─── Auszug ───
Die "Tagesschau" kam anfangs dreimal wöchentlich. Martin S. Svoboda, der erste und zunächst einzige Redakteur der Sendung, sichtete die "Wochenschau"-Filme im Keller und schrieb die Texte auf seiner privaten kleinen Reiseschreibmaschine, wie es in seinem Arbeitsvertrag festgeschrieben war. Für eine "Tagesschau"-Sendung erhielt er 40 Mark Honorar. Wenn das Material fertig geschnitten war, nahm Svoboda die Filmrollen, setzte sich in die U-Bahn und fuhr zum Heiligengeistfeld: Aus dem dortigen Weltkriegs-Bunker wurde gesendet.
"Tagesschau"-Thema war damals alles, was das "Wochenschau"-Material hergab: Schiffsunglücke, Staatsbesuche, Modenschauen - ein buntes Sammelsurium. 1955 wurde die Redaktion nach Hamburg-Lokstedt verlegt, wo der NDR zwischenzeitlich die ersten Fernsehgebäude errichtet hatte. Der Vertrag mit der "Wochenschau" lief aus, jetzt schickten Agenturen ihre Filmbilder, und im Oktober 1958 begann der Nachrichtenaustausch der Eurovision und damit die magnetische Bildaufzeichnung.
"Mister Tagesschau"
Bis Ende der 50er-Jahre bestand die "Tagesschau" nur aus Filmbildern, ab März 1959 lieferte der Hörfunk einen fünfminütigen Wortnachrichtenblock dazu. Der erste Nachrichtensprecher war Karl-Heinz Köpcke. Zunächst standen die Wortnachrichten am Anfang der Sendung. Im Dezember 1960 fing man dann mit der noch heute gültigen Mischung von Wort- und Filmnachrichten an. Die "Tagesschau" erhielt eine eigene Redaktion, die neue Fernschreibzentrale spuckte die Texte aller großen Nachrichtenagenturen aus - und Karl-Heinz Köpcke wurde "Mister Tagesschau", die Glaubwürdigkeit in Person, den viele sogar für den Regierungssprecher hielten.
Die Sendung war schnell eine Institution. "Für Millionen deutscher Staatsbürger ist die 'Tagesschau' des Deutschen Fernsehens zu einer selbstverständlichen Gewohnheit geworden", schrieb der damalige ARD-Vorsitzende Hans Bausch zum zehnjährigen Jubiläum 1962. "Keine Sendung des Deutschen Fernsehens und keine Sendereihe hat eine so beständig hohe Zuschauerquote aufzuweisen wie dieser tägliche Fernseh-Nachrichtendienst." Und weiter: "Das im Ausbau befindliche Fernseh-Korrespondentennetz der ARD wird bald die Film- und Bildmaterialien der großen internationalen Agenturen ergänzen."
─── Gelieferte Zeilen ───
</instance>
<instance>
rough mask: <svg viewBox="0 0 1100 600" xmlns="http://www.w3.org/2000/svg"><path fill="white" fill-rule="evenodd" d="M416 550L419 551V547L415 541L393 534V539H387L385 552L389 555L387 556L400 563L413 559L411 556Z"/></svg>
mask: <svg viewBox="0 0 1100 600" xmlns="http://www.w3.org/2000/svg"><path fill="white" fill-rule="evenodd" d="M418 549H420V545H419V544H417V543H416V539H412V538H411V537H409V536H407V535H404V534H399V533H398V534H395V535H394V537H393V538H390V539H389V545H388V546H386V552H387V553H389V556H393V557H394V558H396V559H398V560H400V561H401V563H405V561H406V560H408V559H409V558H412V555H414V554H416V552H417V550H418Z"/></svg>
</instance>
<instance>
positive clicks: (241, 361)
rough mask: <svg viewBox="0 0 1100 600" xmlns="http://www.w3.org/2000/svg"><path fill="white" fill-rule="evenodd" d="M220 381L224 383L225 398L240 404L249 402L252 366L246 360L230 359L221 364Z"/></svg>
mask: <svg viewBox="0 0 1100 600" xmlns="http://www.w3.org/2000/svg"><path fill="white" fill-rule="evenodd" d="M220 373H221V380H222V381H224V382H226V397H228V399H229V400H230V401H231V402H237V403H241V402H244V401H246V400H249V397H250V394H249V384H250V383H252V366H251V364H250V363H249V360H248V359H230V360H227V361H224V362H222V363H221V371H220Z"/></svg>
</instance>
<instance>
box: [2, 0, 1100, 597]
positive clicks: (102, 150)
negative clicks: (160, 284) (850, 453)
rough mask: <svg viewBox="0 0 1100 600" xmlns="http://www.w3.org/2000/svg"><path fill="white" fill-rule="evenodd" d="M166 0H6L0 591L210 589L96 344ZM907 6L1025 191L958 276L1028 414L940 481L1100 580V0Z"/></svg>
───
─── Gelieferte Zeilen ───
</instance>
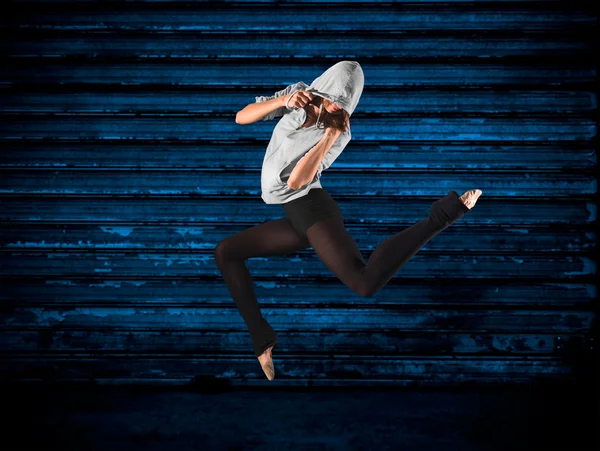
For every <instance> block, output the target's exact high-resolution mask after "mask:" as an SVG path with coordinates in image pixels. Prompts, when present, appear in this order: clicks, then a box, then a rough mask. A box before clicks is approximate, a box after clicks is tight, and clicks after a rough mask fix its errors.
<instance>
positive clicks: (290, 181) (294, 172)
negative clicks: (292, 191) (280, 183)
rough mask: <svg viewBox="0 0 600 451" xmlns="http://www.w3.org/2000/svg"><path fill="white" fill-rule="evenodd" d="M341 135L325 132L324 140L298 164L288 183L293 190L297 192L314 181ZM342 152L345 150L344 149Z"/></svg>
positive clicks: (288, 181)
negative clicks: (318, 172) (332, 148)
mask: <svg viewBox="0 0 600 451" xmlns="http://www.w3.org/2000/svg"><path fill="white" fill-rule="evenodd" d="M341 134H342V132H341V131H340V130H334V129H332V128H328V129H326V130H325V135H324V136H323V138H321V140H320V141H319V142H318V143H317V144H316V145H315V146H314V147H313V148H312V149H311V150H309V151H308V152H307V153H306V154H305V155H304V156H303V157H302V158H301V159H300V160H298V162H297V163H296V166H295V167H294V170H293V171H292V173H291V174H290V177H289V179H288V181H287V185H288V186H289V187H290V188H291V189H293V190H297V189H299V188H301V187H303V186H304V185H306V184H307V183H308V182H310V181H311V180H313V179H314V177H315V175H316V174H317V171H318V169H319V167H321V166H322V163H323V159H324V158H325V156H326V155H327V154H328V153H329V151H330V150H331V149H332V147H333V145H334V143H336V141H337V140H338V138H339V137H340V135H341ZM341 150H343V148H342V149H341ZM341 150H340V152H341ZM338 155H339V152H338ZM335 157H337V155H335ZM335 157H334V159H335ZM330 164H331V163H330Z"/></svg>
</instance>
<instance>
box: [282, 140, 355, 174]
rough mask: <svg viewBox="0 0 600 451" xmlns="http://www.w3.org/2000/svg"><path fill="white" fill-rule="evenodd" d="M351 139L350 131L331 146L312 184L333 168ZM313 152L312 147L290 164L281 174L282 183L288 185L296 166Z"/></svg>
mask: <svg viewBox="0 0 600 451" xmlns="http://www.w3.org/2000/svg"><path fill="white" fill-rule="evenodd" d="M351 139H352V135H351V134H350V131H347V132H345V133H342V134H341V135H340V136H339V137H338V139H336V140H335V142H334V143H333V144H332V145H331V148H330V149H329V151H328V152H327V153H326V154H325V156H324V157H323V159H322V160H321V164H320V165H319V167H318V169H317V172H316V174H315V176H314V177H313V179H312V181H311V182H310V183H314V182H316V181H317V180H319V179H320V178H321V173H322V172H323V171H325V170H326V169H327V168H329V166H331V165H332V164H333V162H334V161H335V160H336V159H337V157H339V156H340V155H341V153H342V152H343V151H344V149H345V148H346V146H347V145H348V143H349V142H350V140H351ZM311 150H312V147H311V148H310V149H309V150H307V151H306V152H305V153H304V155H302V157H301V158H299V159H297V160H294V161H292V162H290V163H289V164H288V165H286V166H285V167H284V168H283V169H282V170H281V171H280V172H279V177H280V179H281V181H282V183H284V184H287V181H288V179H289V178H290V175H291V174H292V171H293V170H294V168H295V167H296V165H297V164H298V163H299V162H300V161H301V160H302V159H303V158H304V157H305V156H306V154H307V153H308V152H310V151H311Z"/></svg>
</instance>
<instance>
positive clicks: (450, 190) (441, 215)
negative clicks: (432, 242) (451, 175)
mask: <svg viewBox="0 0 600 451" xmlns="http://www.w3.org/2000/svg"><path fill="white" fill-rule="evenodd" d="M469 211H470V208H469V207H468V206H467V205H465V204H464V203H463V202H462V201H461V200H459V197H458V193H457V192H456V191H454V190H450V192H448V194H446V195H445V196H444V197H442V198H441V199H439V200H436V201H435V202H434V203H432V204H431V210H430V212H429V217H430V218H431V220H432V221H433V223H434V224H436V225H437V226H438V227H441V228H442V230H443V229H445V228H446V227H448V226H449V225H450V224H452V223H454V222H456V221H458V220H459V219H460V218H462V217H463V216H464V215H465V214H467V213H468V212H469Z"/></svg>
───
─── Gelieferte Zeilen ───
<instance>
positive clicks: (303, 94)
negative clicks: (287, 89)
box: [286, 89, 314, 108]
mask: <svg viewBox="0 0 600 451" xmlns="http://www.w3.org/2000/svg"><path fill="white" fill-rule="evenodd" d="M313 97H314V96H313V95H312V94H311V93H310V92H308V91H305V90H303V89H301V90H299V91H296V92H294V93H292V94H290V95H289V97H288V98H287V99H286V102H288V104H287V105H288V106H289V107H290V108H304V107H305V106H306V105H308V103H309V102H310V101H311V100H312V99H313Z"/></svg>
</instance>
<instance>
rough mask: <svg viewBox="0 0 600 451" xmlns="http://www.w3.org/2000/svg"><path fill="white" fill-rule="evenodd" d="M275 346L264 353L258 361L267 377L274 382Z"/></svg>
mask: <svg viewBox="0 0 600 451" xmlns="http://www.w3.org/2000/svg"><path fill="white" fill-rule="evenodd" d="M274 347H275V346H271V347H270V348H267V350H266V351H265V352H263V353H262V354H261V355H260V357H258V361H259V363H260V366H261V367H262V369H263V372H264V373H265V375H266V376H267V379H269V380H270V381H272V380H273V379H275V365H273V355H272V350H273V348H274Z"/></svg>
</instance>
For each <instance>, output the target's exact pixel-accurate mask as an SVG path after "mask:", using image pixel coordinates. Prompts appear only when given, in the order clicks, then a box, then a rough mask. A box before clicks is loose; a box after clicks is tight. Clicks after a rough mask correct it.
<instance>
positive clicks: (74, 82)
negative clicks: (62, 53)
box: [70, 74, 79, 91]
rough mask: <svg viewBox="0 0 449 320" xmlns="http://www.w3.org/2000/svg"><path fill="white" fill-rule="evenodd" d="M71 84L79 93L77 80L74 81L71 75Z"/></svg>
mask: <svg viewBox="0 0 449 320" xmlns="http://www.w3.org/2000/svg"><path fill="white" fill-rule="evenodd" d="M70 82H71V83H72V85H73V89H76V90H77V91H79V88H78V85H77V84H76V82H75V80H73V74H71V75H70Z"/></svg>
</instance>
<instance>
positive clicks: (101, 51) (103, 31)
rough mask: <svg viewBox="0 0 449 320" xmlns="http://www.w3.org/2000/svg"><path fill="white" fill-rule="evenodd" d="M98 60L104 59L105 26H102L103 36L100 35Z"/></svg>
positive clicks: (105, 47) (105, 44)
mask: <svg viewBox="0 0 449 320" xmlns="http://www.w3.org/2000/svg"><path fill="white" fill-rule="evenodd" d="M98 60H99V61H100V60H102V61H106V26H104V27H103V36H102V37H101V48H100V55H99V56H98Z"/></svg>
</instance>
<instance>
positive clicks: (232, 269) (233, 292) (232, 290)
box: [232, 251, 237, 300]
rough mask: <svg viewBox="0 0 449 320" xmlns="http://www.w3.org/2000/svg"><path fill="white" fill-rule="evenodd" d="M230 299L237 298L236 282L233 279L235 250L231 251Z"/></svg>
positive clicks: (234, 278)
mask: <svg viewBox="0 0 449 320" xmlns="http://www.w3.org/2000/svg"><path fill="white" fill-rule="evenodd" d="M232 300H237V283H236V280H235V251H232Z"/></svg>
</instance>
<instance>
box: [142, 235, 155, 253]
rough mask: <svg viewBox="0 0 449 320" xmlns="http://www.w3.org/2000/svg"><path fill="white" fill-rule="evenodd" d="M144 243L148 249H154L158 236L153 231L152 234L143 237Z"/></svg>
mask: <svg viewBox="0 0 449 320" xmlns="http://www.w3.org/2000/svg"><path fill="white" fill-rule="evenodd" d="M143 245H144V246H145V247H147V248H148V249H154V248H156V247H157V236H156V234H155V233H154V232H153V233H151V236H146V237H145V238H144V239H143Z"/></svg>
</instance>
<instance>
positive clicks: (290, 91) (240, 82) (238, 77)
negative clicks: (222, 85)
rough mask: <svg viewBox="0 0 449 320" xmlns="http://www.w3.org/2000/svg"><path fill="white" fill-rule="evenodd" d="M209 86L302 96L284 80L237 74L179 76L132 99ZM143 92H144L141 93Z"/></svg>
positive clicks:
───
* Aufgabe 1
Wie viel Honorar erhielt Martin S. Svoboda laut dem Auszug über die „Tagesschau“ für eine Sendung?
* Aufgabe 2
Führen Sie den Auszug über die Geschichte der „Tagesschau“ im Anschluss an seinen letzten Satz weiter.
Die Zeilen haben mit dem Auszug nichts zu tun.

* Antwortfeld 1
40 Mark.

* Antwortfeld 2
Die Welt im Wohnzimmer
Erste Auslandskorrespondenten lieferten schon Ende der 50er-Jahre Berichte nach Hamburg, Hans Wilhelm Vahlefeld etwa, der auf eigene Faust nach Asien gefahren und mit der Filmkamera unterwegs war. Wenn er selbst im Bild sein wollte, stellte er sie auf ein Stativ, machte mit einem Bleistift in der Hand als Mikrofon-Ersatz seinen Aufsager, sprach abends im Hotel die Sätze noch einmal auf ein Tonband, schickte alles nach Hamburg und konnte nur hoffen, dass die "Tagesschau"-Cutterinnen Bild und Ton schon irgendwie synchron zogen. Hans Walter Berg in Indien, Peter von Zahn in Washington - ARD-Korrespondenten prägten das Auslandsbild der Deutschen, und sie alle arbeiteten auch für die "Tagesschau".
Im Inland entstand das Studio Bonn, die einzelnen ARD-Anstalten lieferten immer mehr Berichte zu. 1961 kam die Spätausgabe als zweite Sendung des Tages und von nun an gab es auch sonntags eine "Tagesschau". Das einstige Kellerkind setzte mittlerweile Maßstäbe. Der Ausbau ging kontinuierlich voran, behutsam entwickelte die Redaktion die Sendung weiter. Der Vorspann und das Design wechselten mehrmals, im März 1970 wurde die "Tagesschau" farbig - die Solidität der Information blieb.
Neue Köpfe, neue Sendungen, neue Technik
Im Januar 1978 ging die erste "Tagesthemen"-Sendung über den Bildschirm: vertiefende Hintergrundinformationen am späten Abend - eine Sendung, auf die nicht nur Literaturnobelpreisträger Heinrich Böll "scharf" war. Hanns Joachim Friedrichs, seit Oktober 1985 einer der beiden Moderatoren derr Sendung, war bald "Mister Tagesthemen" und, ebenso wie Karl-Heinz Köpcke, ein Markenzeichen für journalistische Qualität.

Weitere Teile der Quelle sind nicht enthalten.